In the data below, convert the part that opens with the line containing "of the loudspeaker" and closes with the line containing "column 244, row 140" into a numbered list, with both of those lines included and any blank lines left out.

========

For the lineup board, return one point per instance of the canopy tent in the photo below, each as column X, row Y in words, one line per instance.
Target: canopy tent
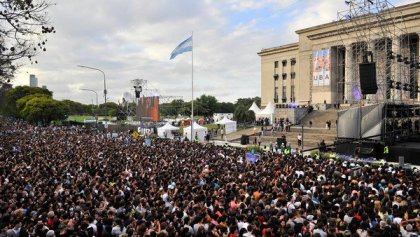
column 199, row 132
column 166, row 131
column 230, row 125
column 254, row 107
column 267, row 112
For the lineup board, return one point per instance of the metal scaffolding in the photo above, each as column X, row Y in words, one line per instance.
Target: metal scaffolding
column 374, row 30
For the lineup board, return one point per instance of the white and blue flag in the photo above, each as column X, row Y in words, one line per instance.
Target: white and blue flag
column 183, row 47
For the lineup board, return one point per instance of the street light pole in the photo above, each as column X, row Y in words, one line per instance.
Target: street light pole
column 96, row 93
column 97, row 105
column 103, row 73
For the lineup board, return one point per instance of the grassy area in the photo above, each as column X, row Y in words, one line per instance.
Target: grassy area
column 79, row 118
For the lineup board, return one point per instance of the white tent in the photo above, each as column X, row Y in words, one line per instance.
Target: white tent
column 167, row 128
column 267, row 112
column 198, row 130
column 254, row 107
column 230, row 125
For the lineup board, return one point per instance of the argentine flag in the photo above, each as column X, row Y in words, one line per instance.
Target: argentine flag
column 183, row 47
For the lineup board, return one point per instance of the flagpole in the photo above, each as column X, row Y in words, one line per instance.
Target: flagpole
column 192, row 84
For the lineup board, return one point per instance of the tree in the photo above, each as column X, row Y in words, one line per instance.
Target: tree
column 43, row 110
column 20, row 103
column 4, row 89
column 13, row 95
column 242, row 113
column 24, row 26
column 247, row 102
column 207, row 105
column 172, row 108
column 106, row 107
column 76, row 108
column 226, row 107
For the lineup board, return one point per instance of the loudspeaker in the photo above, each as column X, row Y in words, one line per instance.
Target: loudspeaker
column 367, row 75
column 280, row 141
column 244, row 140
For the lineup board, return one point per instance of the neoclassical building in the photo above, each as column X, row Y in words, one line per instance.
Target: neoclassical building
column 324, row 66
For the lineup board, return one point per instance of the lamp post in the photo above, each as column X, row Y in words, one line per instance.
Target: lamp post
column 97, row 69
column 96, row 93
column 97, row 105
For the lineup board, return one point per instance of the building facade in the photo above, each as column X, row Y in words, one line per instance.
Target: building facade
column 325, row 65
column 33, row 81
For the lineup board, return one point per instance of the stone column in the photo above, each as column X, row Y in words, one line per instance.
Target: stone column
column 396, row 68
column 348, row 75
column 371, row 47
column 418, row 72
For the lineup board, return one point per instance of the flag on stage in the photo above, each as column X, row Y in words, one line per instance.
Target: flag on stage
column 183, row 47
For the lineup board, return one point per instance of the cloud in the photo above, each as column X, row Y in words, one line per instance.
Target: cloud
column 134, row 39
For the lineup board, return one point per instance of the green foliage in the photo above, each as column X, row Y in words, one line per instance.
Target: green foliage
column 43, row 110
column 243, row 115
column 20, row 103
column 24, row 26
column 172, row 108
column 247, row 102
column 207, row 105
column 76, row 108
column 226, row 107
column 13, row 95
column 106, row 107
column 112, row 112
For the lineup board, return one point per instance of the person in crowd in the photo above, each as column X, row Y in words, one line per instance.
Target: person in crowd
column 69, row 181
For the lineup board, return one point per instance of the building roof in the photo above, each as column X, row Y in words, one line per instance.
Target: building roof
column 334, row 23
column 279, row 49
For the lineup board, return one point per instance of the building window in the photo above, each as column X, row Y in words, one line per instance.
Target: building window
column 276, row 69
column 284, row 63
column 292, row 93
column 283, row 94
column 276, row 94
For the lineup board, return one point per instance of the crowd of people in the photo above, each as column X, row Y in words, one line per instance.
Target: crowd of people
column 68, row 181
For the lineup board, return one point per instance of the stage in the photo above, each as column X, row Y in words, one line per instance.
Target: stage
column 409, row 149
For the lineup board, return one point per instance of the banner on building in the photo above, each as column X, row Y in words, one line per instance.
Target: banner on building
column 321, row 67
column 148, row 108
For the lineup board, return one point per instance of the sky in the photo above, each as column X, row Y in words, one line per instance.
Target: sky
column 133, row 39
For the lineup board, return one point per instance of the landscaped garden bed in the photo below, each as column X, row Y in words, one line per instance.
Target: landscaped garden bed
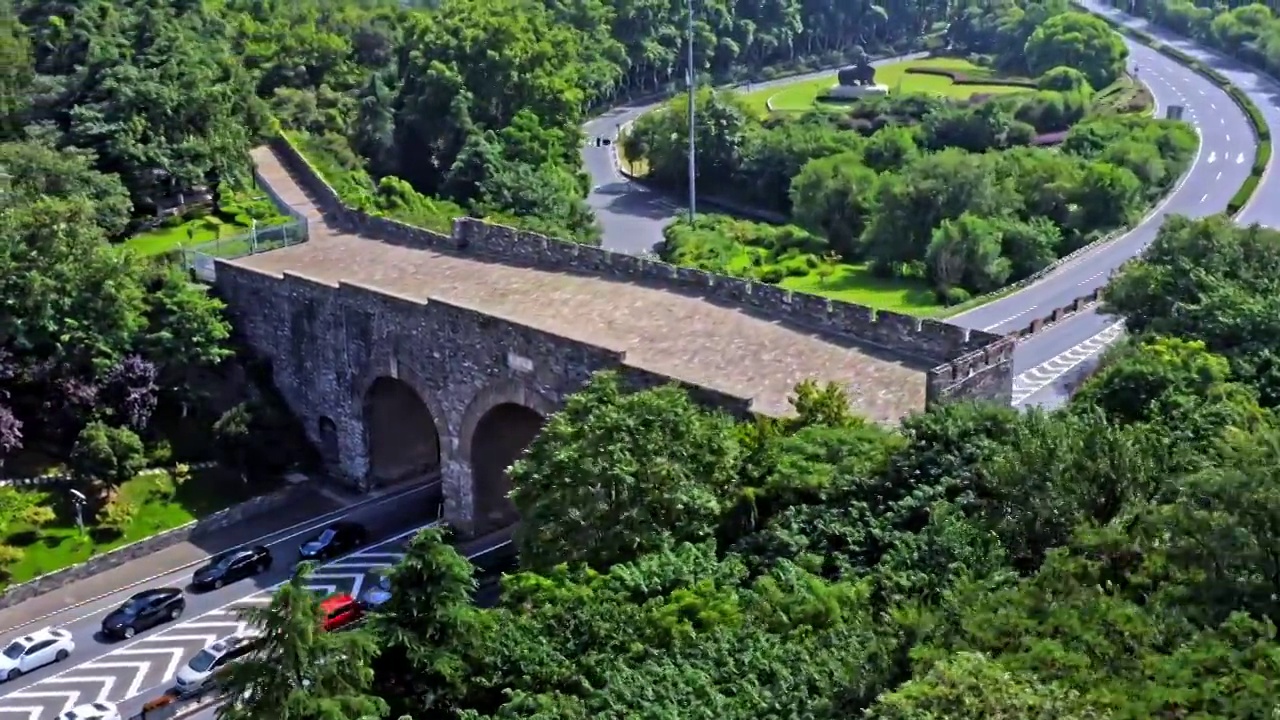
column 234, row 218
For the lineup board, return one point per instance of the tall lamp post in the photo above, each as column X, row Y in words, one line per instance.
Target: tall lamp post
column 693, row 156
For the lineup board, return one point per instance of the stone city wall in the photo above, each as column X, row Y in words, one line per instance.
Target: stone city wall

========

SOLUTION ▸
1. For the lineup board, return one point per instance of the loudspeaker in the photo above, each as column X, row Y in words, one line per instance.
2. Target: loudspeaker
3. column 367, row 75
4. column 280, row 141
5. column 244, row 140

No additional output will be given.